**СПИСОК ЗАДАНИЙ**.
[1] Ответьте на вопросы по фрагменту текста:
(a) В каком году об инициативе объявили официально?
(b) Что в аббревиатуре «ОПОП» означает «пояс»?
(c) Через какие места, кроме Центральной Азии, пролегает экономический пояс проекта?
[2] Определите, согласуются ли с фрагментом текста эти утверждения, и подтвердите каждый ответ точной цитатой:
(a) В проект могут быть вовлечены более 100 государств.
(b) По словам Казахстана, инициатива началась с Китая.
(c) Говорящий считает цели Китая неясными.

**ФРАГМЕНТ ТЕКСТА**.

....

На словах — это большая логистическая инфраструктура, большая логистическая история. И кажется, что это достаточно рядовой понятный проект: Китай хочет построить инфраструктуру, железные дороги, автобаны, сделать некую морскую инфраструктуру, чтобы продавать свои товары. Но если вы посмотрите на картинки и видео, то увидите масштаб, насколько это большая и глобальная история.

Началась она в 2012-2013 годах, официально объявили [о ней] в 2015 году. Здесь — вероятно, как и со всеми китайскими инициативами, которые очень трудно пощупать — всегда очень сложно понять, когда она началась. Казахстан говорит, что она началась с Казахстана, когда Си Цзиньпин объявил о запуске "Одного пояса, одного пути".

"Один пояс, один путь" — это глобальная инфраструктурная инициатива, которая была предложена председателем Си Цзиньпином в Китае. Она должна объединить как наземный, так и морской коридоры. Что в аббревиатуре "ОПОП" "пояс", а что — "путь"? Пояс — это экономический коридор, который будет проходить по земле, а путь — это большая морская история, которая будет огибать страны Азии и, собственно, проходить через Азию в обход Суэцкого канала (канал расположен в Египте между Порт-Саидом на Средиземном море и Суэцем на Красном море; на восточной стороне канала напротив Порт-Саида находится Порт-Фуад, где размещена Администрация Суэцкого канала; на западном берегу канала около Суэца находится Порт-Тауфик — "Idel.Реалии"), или через Суэцкий канал — есть и такие варианты — до Европы.

Главное для Китая здесь — связать мир в одну большую логистическую историю, через которую можно продавать и покупать товары. Если посмотреть на все страны-участницы, которые могут быть вовлечены, то сейчас это больше половины планеты Земля. Это очень много стран, это более 100 государств, это фактически половина мировой торговли.

Поэтому когда мы говорим, что это просто логистическая история, просто инфраструктурный проект, мы немного лукавим. Это все-таки огромная экономическая инфраструктура, которая включает в себя и дороги, и таможенное регулирование, и методологию: по каким правилам и нормам товар будет проходить из точки А в точку Б через транзитную точку С. Какие там будут сборы, гостиницы, складские мощности, как это будут перевозить, какие поезда, какие железные дороги, какие машины — всё это направлено на реализацию проекта "Один пояс, один путь".

Чтобы у наших зрителей не сложилось ощущение, что это что-то далекое и где-то там, далеко, в Центральной Азии... Отметим, что его экономический пояс пролегает в том числе и через Поволжье, через Казань, через другие регионы. Поэтому это довольно осязаемый и очень близкий для нашей аудитории проект. Вы обратили внимание, что это логистический проект, движение товаров из точки А в точку Б. А есть ли все-таки у проекта какая-то политическая составляющая?

— Политическая составляющая, несомненно, есть. Здесь я, наверное, буду защищать Китай, потому что его цели понятны и ясны — если вы страна Х, то Китай хочет проложить на территории вашей страны дорогу; грубо говоря, построить дорогу, склад и запустить по этой дороге поезд или автомобили, чтобы он провез по территории вашей страны товары либо оказал какие-то соответствующие услуги. Очень просто и очень понятно: здесь нет никаких проблем, то есть целеполагание Китая ясно. И здесь Китай сталкивается с другими странами, которые в силу своих законодательных и административных ограничений и каких-то юридических особенностей либо не могут, либо не хотят противостоять этим проектам, этим инвестициям, этим политическим инструментам.

....

**ЗАПИСИ ДАННЫХ**.
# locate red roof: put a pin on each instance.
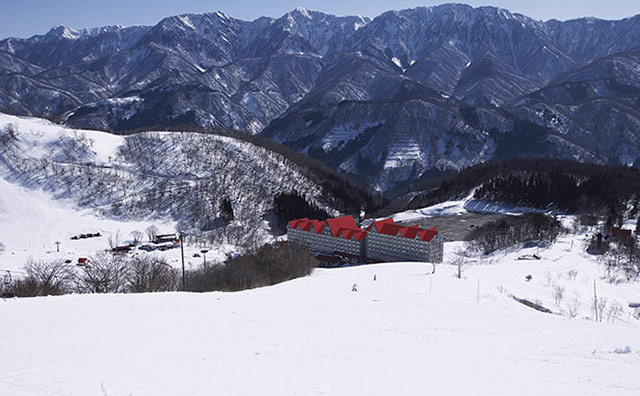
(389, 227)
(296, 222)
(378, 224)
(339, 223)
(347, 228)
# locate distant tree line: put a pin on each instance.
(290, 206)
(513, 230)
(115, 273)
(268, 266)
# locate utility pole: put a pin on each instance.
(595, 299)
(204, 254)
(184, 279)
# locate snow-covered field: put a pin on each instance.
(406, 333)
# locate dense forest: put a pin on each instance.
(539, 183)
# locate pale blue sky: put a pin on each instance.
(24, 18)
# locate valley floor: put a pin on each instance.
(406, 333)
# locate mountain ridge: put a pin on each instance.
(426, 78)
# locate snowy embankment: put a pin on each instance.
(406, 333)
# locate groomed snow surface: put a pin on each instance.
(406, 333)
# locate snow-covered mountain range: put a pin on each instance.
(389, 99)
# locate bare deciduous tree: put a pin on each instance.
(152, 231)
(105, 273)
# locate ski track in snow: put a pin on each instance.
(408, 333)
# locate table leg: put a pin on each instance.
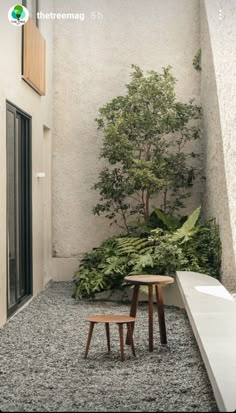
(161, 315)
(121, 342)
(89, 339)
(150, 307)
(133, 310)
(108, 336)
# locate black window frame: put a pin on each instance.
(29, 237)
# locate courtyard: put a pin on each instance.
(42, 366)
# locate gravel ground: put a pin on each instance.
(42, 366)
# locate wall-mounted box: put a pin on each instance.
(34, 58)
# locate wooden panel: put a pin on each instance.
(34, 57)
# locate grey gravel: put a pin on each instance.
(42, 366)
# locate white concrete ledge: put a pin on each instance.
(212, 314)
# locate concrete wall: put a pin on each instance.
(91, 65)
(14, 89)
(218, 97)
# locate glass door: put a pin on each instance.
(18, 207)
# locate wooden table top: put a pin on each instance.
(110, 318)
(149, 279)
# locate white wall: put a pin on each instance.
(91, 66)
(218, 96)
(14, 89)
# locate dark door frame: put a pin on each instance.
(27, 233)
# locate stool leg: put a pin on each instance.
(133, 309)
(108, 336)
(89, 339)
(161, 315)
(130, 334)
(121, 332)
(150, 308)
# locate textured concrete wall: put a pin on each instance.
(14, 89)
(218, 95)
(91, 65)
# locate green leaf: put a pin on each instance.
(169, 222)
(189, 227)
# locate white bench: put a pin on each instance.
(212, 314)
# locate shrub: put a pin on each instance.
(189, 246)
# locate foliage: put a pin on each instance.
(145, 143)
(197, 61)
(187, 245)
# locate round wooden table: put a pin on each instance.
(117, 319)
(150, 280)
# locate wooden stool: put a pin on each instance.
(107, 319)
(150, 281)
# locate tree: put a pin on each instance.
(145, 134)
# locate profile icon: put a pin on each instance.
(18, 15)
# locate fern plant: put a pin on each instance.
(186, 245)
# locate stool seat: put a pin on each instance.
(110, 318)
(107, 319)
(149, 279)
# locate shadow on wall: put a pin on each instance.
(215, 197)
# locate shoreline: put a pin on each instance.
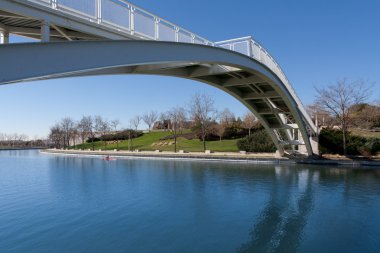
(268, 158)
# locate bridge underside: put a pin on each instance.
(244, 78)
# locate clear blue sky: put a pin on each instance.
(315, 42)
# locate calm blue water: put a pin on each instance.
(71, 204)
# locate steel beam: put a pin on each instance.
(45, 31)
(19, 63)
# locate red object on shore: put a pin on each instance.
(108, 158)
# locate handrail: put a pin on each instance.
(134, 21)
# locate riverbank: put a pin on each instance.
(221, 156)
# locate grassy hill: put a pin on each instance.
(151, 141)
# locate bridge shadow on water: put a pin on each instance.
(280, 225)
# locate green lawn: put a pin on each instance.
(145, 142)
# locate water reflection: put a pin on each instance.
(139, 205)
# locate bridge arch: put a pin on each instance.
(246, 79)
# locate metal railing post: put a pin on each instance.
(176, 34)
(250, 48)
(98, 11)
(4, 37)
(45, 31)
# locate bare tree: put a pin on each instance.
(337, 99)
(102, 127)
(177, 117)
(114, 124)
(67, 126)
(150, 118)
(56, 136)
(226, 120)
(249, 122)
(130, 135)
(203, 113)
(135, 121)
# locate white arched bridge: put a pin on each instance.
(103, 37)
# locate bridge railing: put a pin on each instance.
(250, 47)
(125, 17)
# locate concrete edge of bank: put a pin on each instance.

....

**СПИСОК ОТВЕТОВ**.
[1]
(a) В 2015 году.
(b) Экономический коридор, который будет проходить по земле.
(c) Через Поволжье, через Казань и через другие регионы.

[2]
(a) Да: «это более 100 государств».
(b) Нет: «Казахстан говорит, что она началась с Казахстана».
(c) Нет: «его цели понятны и ясны».